* **Page excerpt**:
* * * *
Weight cutting is the practice of fast weight loss prior to a sporting competition. It most frequently happens in order to qualify for a lower weight class or to meet the maximum weight limit in their weight class if one exists (usually in combat sports or rowing, where weight is a significant advantage) or in sports where it is advantageous to weigh as little as possible (most notably equestrian sports).

There are two types of weight cutting: one method is to lose weight in the form of fat and muscle in the weeks prior to an event; the other is to lose weight in the form of water in the final days before competition. Common methods to cut weight include restricting food intake, water-loading, and perspiration through exercise, wearing a sweatsuit, and/or sitting in a sauna. Nutritional experts rarely give advice on how to cut weight safely or effectively, and recommend against cutting weight; however, many athletes choose to do it because they wish to gain an advantage in their sport.

== Weight cutting in combat sports ==
Weight cutting has been known as "dangerous" when losing large amounts of weight in a short period of time by using a sauna, wearing a sweat suit, by severely dehydrating, and "water loading".

In December 2015, 21-year-old Chinese mixed martial artist Yang Jian Bing died due to dehydration when weight-cutting for a fight put on by Singapore-based ONE Championship. ONE Championship banned weight-cutting by dehydration later that month and now holds fights based on a competitor's "walking weight", rather than pre-fight weigh-ins. The promotion's revised policy on weight mandates that athletes are monitored in their training camps, and have urine specific gravity tests to ensure they are hydrated up to three hours ahead of their bouts. The new system has been well received by athletes and other stakeholders in the MMA industry. This new implementation puts a greater emphasis on safety which is beneficial for the competing athletes.

In March 2016 Scottish Muay Thai fighter Jordan Coe died in Thailand when he was trying to cut weight for a fight. In November 2017 Australian Jessica Lindsay died after extreme weight cutting for Muay Thai fight in Perth, WA. Belfast-born acute care physician Paddy Golden has warned the Combat Sports Commission in Western Australia about the risks of weight cutting. In December 2017, Golden stated that putting one's body through acute water loss was "very dangerous", and called for measures to tackle it across Australia. In June 2018 Dr Golden stated that unless regulation is put in place to stop extreme weight cutting, deaths were "inevitable". At the end of 2017, it was reported that Golden had called for athletes to undergo hydration tests, which would dictate whether they should be allowed to participate in bouts.
* * * *
Print the stretch of the weight-cutting text from "In December 2015, 21-year-old" through "the competing athletes." word for word.

* **Excerpted records**:
* * * *
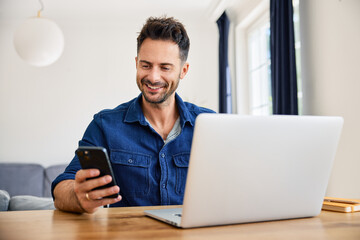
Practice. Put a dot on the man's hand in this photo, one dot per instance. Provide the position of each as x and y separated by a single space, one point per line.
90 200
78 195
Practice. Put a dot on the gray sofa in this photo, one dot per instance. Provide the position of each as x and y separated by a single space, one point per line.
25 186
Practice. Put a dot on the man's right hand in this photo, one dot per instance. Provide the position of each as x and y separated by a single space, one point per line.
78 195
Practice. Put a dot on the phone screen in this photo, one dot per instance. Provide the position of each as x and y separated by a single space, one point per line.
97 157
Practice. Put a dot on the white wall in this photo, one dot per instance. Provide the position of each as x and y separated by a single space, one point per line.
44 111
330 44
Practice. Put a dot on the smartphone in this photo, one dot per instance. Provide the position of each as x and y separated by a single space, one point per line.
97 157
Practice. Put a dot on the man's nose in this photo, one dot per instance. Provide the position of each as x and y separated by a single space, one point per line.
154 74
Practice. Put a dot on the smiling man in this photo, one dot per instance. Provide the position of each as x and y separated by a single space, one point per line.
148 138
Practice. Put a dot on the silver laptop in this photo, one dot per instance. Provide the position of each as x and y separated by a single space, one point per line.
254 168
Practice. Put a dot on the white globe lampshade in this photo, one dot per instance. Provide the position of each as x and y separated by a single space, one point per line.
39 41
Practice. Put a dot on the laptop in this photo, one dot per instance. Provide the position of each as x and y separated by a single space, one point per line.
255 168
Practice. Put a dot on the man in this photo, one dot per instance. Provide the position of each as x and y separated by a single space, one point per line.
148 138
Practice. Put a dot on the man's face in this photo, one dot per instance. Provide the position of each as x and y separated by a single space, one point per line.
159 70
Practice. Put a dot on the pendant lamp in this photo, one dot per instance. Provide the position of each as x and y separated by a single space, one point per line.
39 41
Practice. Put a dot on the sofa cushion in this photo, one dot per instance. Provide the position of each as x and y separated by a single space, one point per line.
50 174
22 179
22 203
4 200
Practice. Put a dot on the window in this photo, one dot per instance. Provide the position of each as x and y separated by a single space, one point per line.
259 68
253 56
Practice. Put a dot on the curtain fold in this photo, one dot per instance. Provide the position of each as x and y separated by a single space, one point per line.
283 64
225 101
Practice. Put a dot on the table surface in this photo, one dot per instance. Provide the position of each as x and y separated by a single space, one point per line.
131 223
* * * *
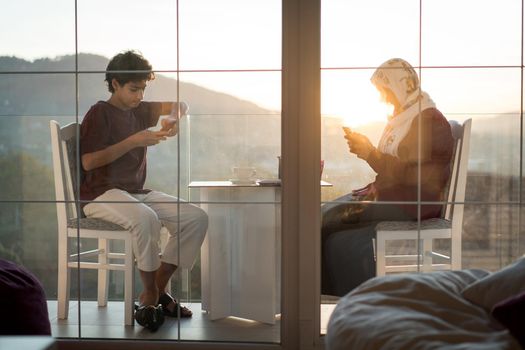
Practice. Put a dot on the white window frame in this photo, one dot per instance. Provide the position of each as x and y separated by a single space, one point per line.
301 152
* * * *
* **Response below**:
In December 2015, 21-year-old Chinese mixed martial artist Yang Jian Bing died due to dehydration when weight-cutting for a fight put on by Singapore-based ONE Championship. ONE Championship banned weight-cutting by dehydration later that month and now holds fights based on a competitor's "walking weight", rather than pre-fight weigh-ins. The promotion's revised policy on weight mandates that athletes are monitored in their training camps, and have urine specific gravity tests to ensure they are hydrated up to three hours ahead of their bouts. The new system has been well received by athletes and other stakeholders in the MMA industry. This new implementation puts a greater emphasis on safety which is beneficial for the competing athletes.